# What the task requires
Repeat the lines from the line with "Query: long red tail" to the line with "of the bare" in the listing below, keeping both end lines and adding nothing.

# Task material
------------------------
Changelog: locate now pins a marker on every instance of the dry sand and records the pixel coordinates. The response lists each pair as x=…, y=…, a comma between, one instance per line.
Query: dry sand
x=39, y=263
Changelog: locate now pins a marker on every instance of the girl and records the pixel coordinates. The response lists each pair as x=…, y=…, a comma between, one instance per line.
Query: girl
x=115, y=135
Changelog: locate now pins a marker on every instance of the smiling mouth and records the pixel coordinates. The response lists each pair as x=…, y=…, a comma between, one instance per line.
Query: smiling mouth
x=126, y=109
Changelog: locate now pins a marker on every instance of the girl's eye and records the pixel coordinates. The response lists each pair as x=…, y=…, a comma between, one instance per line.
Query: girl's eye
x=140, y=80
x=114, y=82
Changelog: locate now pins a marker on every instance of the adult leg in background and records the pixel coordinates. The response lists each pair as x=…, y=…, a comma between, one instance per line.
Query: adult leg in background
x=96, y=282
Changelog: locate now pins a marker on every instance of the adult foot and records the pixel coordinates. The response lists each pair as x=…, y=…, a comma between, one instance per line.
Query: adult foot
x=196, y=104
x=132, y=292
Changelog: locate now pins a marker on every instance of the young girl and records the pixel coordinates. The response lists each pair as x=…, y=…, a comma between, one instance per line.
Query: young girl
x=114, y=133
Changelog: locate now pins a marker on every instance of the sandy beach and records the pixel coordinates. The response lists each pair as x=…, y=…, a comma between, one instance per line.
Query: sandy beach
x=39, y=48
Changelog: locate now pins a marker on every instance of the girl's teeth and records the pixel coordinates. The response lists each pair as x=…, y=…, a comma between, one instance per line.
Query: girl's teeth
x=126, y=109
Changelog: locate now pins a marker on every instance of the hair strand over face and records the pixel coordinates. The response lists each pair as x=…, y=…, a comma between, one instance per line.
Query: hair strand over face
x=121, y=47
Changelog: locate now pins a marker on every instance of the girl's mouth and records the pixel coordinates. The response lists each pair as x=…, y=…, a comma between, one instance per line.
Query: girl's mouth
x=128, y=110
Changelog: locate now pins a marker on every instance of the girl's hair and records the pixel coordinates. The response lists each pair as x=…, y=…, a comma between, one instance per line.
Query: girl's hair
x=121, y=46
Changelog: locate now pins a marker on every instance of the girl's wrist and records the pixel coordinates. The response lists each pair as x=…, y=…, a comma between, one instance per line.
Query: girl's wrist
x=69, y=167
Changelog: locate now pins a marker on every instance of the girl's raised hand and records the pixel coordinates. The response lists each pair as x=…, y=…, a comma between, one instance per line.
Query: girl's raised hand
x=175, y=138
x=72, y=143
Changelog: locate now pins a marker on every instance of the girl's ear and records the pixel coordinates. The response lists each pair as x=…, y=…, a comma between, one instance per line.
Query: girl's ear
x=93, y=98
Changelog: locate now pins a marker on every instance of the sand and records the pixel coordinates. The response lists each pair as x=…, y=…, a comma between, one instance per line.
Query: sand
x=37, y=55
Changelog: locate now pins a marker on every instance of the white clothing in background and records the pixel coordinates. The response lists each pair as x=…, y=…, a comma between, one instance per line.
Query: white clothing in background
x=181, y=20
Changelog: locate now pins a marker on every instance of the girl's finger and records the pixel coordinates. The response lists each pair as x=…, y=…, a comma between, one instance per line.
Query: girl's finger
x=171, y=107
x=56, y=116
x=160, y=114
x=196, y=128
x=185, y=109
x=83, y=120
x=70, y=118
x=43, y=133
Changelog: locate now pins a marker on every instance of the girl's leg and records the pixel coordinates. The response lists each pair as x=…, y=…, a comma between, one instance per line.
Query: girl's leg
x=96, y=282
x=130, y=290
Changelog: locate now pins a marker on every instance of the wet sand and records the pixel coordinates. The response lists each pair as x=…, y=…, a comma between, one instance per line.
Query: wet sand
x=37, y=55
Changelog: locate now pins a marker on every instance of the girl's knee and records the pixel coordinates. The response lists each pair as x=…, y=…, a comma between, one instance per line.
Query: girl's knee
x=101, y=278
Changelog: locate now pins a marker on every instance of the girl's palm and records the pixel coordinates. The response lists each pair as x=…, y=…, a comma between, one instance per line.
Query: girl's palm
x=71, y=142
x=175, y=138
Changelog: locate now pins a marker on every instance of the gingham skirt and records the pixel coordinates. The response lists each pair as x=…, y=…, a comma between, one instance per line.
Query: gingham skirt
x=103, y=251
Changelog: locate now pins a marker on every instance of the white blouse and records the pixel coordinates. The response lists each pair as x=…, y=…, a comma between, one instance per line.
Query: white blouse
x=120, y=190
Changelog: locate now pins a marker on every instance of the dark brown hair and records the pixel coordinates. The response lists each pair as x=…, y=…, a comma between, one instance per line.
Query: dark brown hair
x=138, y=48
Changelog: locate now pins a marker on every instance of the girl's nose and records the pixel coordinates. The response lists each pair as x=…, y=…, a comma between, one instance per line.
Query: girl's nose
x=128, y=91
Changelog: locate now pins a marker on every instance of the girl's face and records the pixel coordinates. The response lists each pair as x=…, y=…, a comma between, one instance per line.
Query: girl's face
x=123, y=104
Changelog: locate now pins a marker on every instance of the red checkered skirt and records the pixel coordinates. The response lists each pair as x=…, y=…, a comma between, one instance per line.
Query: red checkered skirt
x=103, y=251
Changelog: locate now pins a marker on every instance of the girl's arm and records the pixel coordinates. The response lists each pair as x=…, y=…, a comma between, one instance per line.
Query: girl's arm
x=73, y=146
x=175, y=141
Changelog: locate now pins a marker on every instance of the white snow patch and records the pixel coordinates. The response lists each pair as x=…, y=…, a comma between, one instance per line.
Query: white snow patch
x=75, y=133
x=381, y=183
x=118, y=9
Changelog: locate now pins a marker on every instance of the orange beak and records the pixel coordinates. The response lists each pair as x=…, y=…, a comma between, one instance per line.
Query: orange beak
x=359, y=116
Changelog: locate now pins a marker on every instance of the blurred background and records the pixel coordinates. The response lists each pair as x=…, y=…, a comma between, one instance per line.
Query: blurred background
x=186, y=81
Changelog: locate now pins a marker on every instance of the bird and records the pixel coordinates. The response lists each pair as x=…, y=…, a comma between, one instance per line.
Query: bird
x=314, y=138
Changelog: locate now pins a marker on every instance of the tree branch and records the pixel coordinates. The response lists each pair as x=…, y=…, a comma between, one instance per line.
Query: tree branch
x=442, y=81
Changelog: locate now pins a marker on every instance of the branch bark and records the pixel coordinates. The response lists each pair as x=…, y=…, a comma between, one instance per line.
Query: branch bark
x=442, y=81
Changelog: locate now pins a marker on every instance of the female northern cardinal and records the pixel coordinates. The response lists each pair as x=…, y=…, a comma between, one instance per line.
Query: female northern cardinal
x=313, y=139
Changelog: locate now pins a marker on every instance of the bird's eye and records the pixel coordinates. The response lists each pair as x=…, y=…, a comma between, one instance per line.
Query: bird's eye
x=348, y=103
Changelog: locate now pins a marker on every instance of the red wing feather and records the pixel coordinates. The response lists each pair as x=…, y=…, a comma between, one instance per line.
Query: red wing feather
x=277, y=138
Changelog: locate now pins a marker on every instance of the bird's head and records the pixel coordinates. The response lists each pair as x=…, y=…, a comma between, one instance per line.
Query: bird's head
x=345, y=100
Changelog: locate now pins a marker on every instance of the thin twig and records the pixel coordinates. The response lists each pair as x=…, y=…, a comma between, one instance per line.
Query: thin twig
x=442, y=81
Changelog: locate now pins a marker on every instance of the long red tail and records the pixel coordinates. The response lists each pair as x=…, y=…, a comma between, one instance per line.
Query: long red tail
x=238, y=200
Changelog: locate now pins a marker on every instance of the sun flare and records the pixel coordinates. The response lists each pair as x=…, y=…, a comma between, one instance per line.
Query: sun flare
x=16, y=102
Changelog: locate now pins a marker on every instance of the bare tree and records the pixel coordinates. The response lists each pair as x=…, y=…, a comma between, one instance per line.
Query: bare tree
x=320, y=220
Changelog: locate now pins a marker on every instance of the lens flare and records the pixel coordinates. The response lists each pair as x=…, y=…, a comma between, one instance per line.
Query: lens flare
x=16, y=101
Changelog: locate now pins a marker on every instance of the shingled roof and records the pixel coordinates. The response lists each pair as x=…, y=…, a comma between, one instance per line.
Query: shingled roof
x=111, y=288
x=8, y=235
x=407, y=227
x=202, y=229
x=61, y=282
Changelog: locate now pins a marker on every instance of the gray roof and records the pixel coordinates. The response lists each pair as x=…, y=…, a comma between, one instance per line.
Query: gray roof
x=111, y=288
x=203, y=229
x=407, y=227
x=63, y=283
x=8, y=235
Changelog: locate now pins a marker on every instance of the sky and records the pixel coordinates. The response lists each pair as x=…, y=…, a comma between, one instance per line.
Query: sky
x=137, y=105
------------------------
# Solved exercise
Query: long red tail
x=238, y=200
Changelog: locate now pins a marker on every instance of the sun flare and records the pixel coordinates. The response lists each pair as x=…, y=…, a comma between, one instance per line.
Query: sun flare
x=16, y=102
Changelog: locate now pins a marker on every instance of the bare tree and records the pixel coordinates. The response lists each pair as x=…, y=…, a comma between, one instance per line.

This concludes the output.